Look below for the lines from the one with "Where can the fallen" to the one with "Where can the bare", and copy exactly those lines, both ends included.

[Opening Records shown section]

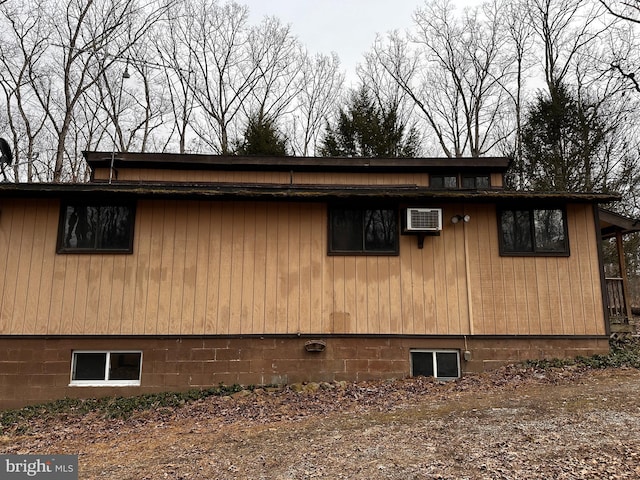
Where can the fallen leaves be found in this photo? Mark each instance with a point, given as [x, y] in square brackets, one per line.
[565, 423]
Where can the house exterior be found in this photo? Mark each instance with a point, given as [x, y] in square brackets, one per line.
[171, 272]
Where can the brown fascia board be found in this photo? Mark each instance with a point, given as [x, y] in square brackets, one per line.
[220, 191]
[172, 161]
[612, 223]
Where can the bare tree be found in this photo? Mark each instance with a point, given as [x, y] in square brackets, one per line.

[Closing Records shown section]
[Opening Records shown section]

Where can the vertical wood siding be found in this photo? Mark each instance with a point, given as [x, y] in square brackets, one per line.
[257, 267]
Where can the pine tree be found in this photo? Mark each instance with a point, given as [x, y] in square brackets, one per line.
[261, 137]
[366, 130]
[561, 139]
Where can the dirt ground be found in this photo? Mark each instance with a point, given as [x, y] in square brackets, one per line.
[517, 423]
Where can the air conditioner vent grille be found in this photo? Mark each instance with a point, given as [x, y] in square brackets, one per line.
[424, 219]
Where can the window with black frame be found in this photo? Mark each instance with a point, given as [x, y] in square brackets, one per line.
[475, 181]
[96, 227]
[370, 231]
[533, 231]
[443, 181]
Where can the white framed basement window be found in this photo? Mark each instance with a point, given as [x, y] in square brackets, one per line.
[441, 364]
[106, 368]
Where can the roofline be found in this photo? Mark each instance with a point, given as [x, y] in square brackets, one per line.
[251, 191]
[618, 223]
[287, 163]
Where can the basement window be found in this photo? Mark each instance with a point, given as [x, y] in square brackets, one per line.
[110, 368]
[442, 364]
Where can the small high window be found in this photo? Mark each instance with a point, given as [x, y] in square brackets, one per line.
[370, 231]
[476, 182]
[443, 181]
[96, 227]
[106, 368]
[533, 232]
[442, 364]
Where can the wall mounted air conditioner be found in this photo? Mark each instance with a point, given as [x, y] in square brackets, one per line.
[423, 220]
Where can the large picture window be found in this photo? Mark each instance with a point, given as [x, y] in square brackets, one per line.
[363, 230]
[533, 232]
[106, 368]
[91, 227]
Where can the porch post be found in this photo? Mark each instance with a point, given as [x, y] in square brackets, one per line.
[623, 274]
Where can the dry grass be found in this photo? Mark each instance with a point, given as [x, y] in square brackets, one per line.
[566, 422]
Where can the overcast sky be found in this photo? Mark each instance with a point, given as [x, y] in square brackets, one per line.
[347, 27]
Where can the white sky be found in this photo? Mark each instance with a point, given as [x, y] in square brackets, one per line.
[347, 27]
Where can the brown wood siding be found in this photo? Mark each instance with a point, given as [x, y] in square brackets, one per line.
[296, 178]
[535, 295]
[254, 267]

[Closing Records shown section]
[Opening Records shown section]

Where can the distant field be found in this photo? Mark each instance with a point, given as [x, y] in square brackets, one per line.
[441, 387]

[Closing Records shown section]

## Solution to this problem
Where can the fallen leaves be found in this photo? Mark each instance with a point, given as [x, y] in square brackets, one per line.
[565, 423]
Where can the house exterior be found in this photo? Mark each instance with a point, given as [x, y] in square brackets, one per line.
[171, 272]
Where can the brown fascia board be found in this photo? Mark each instance with a point, given as [x, y] in square brackets, one per line.
[220, 191]
[172, 161]
[612, 223]
Where can the bare tree be found in this photo? Mark each instance with a point, given as [x, y] in square brackets, one per line.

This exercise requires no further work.